__Written request 1__
Transcribe the lines of the records running from the line that contains "[outline] green onion" through the line that contains "230 9 L 218", with both of those lines included.

Project IV (MATH4072) 2024-25 (MT/AW)

Project IV (MATH4072) 2024–25

Reinforcement Learning

Matthias Troffaes and Andrew Wade

Description

One way or another, the reason that we (students and lecturers) are here is learning, and goals, techniques, modalities and assessment of learning are addressed by subjects across the academic spectrum, from education through psychology to biosciences and mathematics. Some of the most striking insights into learning have come rather recently, as humans have thought about ways in which computers, or abstract state machines, can "learn". In many contexts, from Pavlov through to artificial intelligence, learning proceeds by trial-and-reinforcement. The learner tries a strategy, which describes how they respond to various input data, and gauges the reward against their satisfaction at the (noisy) feedback from the system; then the strategy is adjusted to try to improve the performance. While the topic has been reinvigorated by advances in computation, machine learning, and artificial intelligence, the basic idea of optimizing sequential decision-making is one of the pillars of classical statistics.

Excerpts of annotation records

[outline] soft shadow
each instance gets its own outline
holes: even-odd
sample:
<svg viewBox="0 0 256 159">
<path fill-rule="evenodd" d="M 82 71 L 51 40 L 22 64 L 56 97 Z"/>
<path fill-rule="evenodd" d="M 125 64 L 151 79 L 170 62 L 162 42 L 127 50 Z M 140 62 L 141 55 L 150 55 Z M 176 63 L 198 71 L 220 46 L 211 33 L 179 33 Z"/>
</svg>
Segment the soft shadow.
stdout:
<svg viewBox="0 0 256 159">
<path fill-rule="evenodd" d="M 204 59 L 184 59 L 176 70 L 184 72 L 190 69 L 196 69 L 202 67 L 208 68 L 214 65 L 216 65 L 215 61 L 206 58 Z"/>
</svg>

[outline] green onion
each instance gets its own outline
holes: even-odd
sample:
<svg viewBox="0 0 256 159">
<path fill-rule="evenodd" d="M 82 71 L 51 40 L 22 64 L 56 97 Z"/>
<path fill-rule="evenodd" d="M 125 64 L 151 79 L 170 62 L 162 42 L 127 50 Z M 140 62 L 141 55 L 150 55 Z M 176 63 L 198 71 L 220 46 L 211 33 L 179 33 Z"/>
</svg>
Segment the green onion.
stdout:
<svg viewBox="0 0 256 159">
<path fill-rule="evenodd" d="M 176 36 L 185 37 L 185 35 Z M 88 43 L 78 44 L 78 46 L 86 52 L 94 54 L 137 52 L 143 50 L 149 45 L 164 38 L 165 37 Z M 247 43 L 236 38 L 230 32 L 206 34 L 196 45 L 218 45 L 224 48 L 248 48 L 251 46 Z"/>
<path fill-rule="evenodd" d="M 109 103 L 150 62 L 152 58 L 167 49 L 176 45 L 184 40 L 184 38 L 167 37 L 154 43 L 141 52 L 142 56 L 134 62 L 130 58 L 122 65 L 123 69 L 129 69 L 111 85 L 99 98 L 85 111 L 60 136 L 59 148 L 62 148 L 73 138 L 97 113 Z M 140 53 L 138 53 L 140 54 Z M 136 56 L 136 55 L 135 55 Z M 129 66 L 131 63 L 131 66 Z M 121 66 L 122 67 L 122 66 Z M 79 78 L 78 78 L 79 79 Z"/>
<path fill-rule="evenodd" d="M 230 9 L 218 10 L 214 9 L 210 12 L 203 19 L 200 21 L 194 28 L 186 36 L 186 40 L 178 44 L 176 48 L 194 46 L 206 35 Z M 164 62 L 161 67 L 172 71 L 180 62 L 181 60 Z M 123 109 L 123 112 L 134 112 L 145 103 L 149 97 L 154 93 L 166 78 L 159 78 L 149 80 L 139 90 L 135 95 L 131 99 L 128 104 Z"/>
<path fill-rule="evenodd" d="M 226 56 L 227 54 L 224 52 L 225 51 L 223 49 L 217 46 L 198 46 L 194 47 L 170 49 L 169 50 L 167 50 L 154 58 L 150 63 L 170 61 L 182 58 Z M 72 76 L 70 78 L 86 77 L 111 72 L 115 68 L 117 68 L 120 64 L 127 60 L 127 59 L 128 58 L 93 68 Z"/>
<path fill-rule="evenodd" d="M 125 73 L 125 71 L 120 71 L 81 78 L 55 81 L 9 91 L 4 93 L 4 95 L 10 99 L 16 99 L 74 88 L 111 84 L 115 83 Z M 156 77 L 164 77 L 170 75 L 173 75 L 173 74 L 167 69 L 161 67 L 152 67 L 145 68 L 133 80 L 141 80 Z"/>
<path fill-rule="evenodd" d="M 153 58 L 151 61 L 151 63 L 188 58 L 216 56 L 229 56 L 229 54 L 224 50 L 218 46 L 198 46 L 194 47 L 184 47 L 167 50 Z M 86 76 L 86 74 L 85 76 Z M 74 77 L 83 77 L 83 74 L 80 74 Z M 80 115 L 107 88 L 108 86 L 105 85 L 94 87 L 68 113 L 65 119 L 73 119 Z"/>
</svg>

__Written request 2__
Restate the reinforcement learning project description word for word.

__Written response 1__
[outline] green onion
each instance gets its own outline
holes: even-odd
sample:
<svg viewBox="0 0 256 159">
<path fill-rule="evenodd" d="M 82 71 L 51 40 L 22 64 L 56 97 Z"/>
<path fill-rule="evenodd" d="M 125 64 L 151 79 L 170 62 L 162 42 L 127 50 Z M 140 62 L 141 55 L 150 55 Z M 176 63 L 198 71 L 220 46 L 211 33 L 179 33 Z"/>
</svg>
Segment the green onion.
stdout:
<svg viewBox="0 0 256 159">
<path fill-rule="evenodd" d="M 176 36 L 185 37 L 185 35 Z M 88 43 L 78 44 L 78 46 L 86 52 L 94 54 L 137 52 L 143 50 L 149 45 L 164 38 L 165 37 Z M 247 43 L 236 38 L 230 32 L 206 34 L 196 45 L 218 45 L 224 48 L 248 48 L 251 46 Z"/>
<path fill-rule="evenodd" d="M 109 103 L 150 62 L 152 58 L 167 49 L 176 45 L 184 40 L 184 38 L 167 37 L 154 43 L 141 52 L 142 56 L 134 62 L 130 58 L 122 65 L 123 69 L 129 69 L 111 85 L 99 98 L 85 111 L 60 136 L 59 148 L 62 148 L 73 138 L 97 113 Z M 140 53 L 138 53 L 140 54 Z M 136 56 L 136 55 L 135 55 Z M 129 66 L 131 63 L 131 66 Z M 121 66 L 122 67 L 122 66 Z M 79 78 L 78 78 L 79 79 Z"/>
<path fill-rule="evenodd" d="M 230 9 L 218 10 L 214 9 L 210 12 L 203 19 L 200 21 L 194 28 L 186 36 L 186 40 L 178 44 L 176 48 L 194 46 L 206 35 Z M 164 62 L 161 67 L 172 71 L 180 62 L 181 60 Z M 123 109 L 123 112 L 134 112 L 145 103 L 149 97 L 154 93 L 166 78 L 159 78 L 149 80 L 139 90 L 135 95 L 131 99 L 128 104 Z"/>

__Written response 2__
Project IV (MATH4072) 2024-25 (MT/AW)

Project IV (MATH4072) 2024–25

Reinforcement Learning

Matthias Troffaes and Andrew Wade

Description

One way or another, the reason that we (students and lecturers) are here is learning, and goals, techniques, modalities and assessment of learning are addressed by subjects across the academic spectrum, from education through psychology to biosciences and mathematics. Some of the most striking insights into learning have come rather recently, as humans have thought about ways in which computers, or abstract state machines, can "learn". In many contexts, from Pavlov through to artificial intelligence, learning proceeds by trial-and-reinforcement. The learner tries a strategy, which describes how they respond to various input data, and gauges the reward against their satisfaction at the (noisy) feedback from the system; then the strategy is adjusted to try to improve the performance. While the topic has been reinvigorated by advances in computation, machine learning, and artificial intelligence, the basic idea of optimizing sequential decision-making is one of the pillars of classical statistics.